Write out the reovirus figure legend below from "Effect of single" to "and ****p < .0001).", word for word.

DOCUMENT EXTRACT:

________________________

Effect of single or repeated infusions of i.v. reovirus on a physiologically‐damaged background liver. PBS (white bars), a single dose (Reox1; grey bars) or repeated doses (Reox3; black bars) of reovirus were administered to mice with induced liver damage by HFD or CCl₄, or to control mice, by i.v. injection before harvest of livers on d4. (A) Flow cytometry analysis of liver samples for PD‐L1 and CD69 expression on CD4+ and CD8+ T‐cells are depicted. Representative histograms and bar charts presented as mean ± SEM % positive cells. (B) Liver function was assessed by measuring serum levels of AST, ALT, ALB, TBA, ALP and CK. Grey boxes represent the normal range. (Data are presented as mean ± SEM solute concentration; n = 5 per group; unpaired t‐tests *p < .05, **p < .01, ***p < .001, and ****p < .0001).

________________________

DATA EXCERPT:

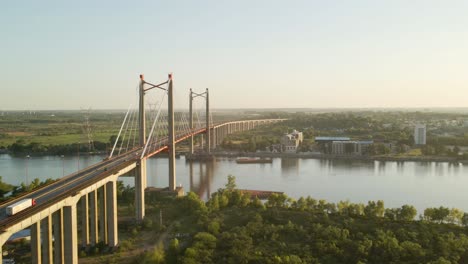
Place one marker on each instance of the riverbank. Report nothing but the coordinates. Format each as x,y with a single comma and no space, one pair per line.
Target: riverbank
306,155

________________________

REPLY:
Effect of single or repeated infusions of i.v. reovirus on a physiologically‐damaged background liver. PBS (white bars), a single dose (Reox1; grey bars) or repeated doses (Reox3; black bars) of reovirus were administered to mice with induced liver damage by HFD or CCl₄, or to control mice, by i.v. injection before harvest of livers on d4. (A) Flow cytometry analysis of liver samples for PD‐L1 and CD69 expression on CD4+ and CD8+ T‐cells are depicted. Representative histograms and bar charts presented as mean ± SEM % positive cells. (B) Liver function was assessed by measuring serum levels of AST, ALT, ALB, TBA, ALP and CK. Grey boxes represent the normal range. (Data are presented as mean ± SEM solute concentration; n = 5 per group; unpaired t‐tests *p < .05, **p < .01, ***p < .001, and ****p < .0001).